A mineração, contudo, enfrenta grandes dilemas em
seu modus operandi, que pedem uma revisão profunda de suas práticas.
As condicionantes exigidas – entre elas, a
conservação de extensas áreas naturais que, do contrário, já teriam sucumbido à
extração predatória, à expansão urbana ou ao agrobusiness – não se provaram
suficientes face aos riscos representados por este setor. Um dos maiores é a
deposição diária de toneladas de rejeitos do beneficiamento de minérios em barragens
ou bacias artificiais. A cidade de Mariana, em Minas Gerais que o diga.
Tornou-se símbolo nacional da luta dos atingidos por desastres da mineração
após o rompimento, em novembro de 2015, da barragem do Fundão da Samarco, em
suas terras. Milhões de metros cúbicos de lama ferrosa avançaram ruidosamente
sobre distritos e bairros e inundaram 650 km do Rio Doce até sua foz, no
litoral do Espírito Santo.
********************
• _Enunciado da tarefa_
Extraia do texto sobre a mineração tudo o que vai desde "Tornou-se símbolo nacional" até "do Espírito Santo.", sem nenhuma alteração. As linhas seguintes são um material à parte, sem relação com o texto.
********************
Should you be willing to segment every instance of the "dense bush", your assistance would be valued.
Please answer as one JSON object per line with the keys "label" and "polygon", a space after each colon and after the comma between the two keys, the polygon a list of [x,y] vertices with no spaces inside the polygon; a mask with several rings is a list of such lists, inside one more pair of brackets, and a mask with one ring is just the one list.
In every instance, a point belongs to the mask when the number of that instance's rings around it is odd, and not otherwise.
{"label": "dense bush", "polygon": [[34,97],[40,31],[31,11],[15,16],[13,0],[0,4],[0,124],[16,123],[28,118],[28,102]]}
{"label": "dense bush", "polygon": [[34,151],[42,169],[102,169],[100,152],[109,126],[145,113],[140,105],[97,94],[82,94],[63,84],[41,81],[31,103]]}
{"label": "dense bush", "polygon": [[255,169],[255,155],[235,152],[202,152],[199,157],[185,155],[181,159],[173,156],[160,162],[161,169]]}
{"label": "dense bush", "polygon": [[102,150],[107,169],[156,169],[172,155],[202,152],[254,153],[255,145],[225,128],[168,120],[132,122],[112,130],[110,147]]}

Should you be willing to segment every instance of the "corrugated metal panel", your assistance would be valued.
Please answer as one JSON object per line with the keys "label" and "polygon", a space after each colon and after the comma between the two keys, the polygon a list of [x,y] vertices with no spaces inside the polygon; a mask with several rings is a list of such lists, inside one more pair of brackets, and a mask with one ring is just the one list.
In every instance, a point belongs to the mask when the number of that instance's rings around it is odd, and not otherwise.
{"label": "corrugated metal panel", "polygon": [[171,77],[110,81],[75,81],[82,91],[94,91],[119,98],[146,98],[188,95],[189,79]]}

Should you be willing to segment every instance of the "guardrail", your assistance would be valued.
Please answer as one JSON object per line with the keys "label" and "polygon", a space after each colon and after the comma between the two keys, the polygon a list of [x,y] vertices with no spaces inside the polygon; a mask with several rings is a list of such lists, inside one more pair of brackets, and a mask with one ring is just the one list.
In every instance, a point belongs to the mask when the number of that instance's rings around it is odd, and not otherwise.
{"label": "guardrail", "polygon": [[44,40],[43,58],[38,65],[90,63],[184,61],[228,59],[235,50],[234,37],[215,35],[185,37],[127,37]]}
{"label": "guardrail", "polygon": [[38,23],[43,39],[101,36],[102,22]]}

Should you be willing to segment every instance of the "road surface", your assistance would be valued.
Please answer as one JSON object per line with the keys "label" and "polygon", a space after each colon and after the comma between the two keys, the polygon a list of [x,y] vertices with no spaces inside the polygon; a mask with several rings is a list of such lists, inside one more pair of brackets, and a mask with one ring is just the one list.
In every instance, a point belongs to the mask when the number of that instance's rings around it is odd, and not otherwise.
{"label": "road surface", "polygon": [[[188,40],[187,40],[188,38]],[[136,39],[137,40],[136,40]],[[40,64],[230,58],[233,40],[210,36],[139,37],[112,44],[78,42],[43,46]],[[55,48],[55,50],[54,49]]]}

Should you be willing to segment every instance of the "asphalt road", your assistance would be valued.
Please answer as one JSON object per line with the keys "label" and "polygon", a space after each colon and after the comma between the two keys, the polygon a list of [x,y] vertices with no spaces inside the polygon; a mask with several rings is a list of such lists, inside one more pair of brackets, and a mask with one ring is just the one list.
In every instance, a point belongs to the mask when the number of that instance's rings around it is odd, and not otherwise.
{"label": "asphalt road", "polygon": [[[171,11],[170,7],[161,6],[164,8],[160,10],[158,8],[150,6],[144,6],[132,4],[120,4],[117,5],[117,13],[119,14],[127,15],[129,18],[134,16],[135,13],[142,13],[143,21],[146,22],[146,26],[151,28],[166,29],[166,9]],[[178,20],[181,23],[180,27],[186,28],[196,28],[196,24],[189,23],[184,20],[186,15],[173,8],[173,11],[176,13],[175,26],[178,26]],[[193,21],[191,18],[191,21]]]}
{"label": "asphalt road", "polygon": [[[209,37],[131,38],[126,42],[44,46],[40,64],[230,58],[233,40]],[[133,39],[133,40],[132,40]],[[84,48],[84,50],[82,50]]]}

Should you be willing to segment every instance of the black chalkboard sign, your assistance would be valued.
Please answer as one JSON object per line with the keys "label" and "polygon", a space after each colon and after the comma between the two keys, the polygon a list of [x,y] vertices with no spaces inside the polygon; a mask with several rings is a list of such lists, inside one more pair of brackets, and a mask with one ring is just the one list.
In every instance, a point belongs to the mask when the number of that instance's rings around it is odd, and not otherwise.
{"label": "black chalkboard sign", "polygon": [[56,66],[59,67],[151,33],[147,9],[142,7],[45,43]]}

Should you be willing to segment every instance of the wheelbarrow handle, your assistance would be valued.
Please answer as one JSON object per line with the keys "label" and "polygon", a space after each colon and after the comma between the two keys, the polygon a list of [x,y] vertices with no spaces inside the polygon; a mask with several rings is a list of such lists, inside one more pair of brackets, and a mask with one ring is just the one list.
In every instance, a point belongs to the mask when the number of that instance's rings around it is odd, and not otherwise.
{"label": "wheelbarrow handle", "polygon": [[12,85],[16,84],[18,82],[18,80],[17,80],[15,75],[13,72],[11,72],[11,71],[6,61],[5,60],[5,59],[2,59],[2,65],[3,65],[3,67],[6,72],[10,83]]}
********************
• _Resultado da tarefa_
Tornou-se símbolo nacional da luta dos atingidos por desastres da mineração
após o rompimento, em novembro de 2015, da barragem do Fundão da Samarco, em
suas terras. Milhões de metros cúbicos de lama ferrosa avançaram ruidosamente
sobre distritos e bairros e inundaram 650 km do Rio Doce até sua foz, no
litoral do Espírito Santo.